Tâche à faire:
Recopiez mot pour mot le passage qui va de la ligne contenant "Could you mark every instance of the dog's" jusqu'à la toute dernière ligne, ces deux extrémités comprises.

[Données tirées d'une source]

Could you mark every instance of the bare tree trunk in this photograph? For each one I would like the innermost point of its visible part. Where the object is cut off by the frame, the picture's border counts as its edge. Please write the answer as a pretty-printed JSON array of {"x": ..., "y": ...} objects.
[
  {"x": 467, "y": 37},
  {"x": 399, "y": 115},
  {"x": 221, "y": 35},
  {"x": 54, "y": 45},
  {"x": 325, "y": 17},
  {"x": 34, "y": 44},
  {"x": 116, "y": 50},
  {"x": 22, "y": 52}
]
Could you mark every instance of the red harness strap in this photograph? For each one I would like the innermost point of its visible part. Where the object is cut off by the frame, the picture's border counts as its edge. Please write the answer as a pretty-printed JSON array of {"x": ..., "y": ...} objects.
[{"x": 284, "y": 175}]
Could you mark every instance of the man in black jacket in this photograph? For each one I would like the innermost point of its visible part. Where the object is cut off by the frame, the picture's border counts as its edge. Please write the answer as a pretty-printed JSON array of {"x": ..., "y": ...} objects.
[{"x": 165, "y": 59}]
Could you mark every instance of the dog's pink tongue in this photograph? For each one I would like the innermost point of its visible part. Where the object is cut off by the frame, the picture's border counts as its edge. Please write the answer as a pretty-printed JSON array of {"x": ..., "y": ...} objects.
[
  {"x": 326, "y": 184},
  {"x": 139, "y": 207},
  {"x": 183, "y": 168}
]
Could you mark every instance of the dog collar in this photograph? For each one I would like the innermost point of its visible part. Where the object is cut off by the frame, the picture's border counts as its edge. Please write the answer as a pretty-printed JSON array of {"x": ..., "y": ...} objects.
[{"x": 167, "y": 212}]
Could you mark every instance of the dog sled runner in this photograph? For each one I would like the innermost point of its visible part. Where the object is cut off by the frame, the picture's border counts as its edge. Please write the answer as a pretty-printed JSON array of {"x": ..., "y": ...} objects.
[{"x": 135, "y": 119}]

Résultat attendu:
Could you mark every instance of the dog's pink tongue in this photograph? For each one I would like the innermost point of its visible part. Where the object is cut off by the frame, the picture's border counts as its edge. Please write the answer as a pretty-printed JSON array of {"x": ..., "y": ...} objects.
[
  {"x": 326, "y": 184},
  {"x": 139, "y": 207},
  {"x": 183, "y": 168}
]
Could you mark every instance of the dog collar in this photograph? For each one I would like the innermost point of its visible part. Where the object is cut off by the frame, the picture's border counts as its edge. Please write the answer as a pretty-printed JSON array of {"x": ..., "y": ...} objects.
[{"x": 167, "y": 212}]
Could you mark every instance of the dog sled runner in this photograph? For each one I would like the innermost point of its visible part. Where the object is cut off by the frame, the picture's border counts as its edge. Please write the answer as a pretty-printed JSON array of {"x": ..., "y": ...} objects.
[{"x": 135, "y": 119}]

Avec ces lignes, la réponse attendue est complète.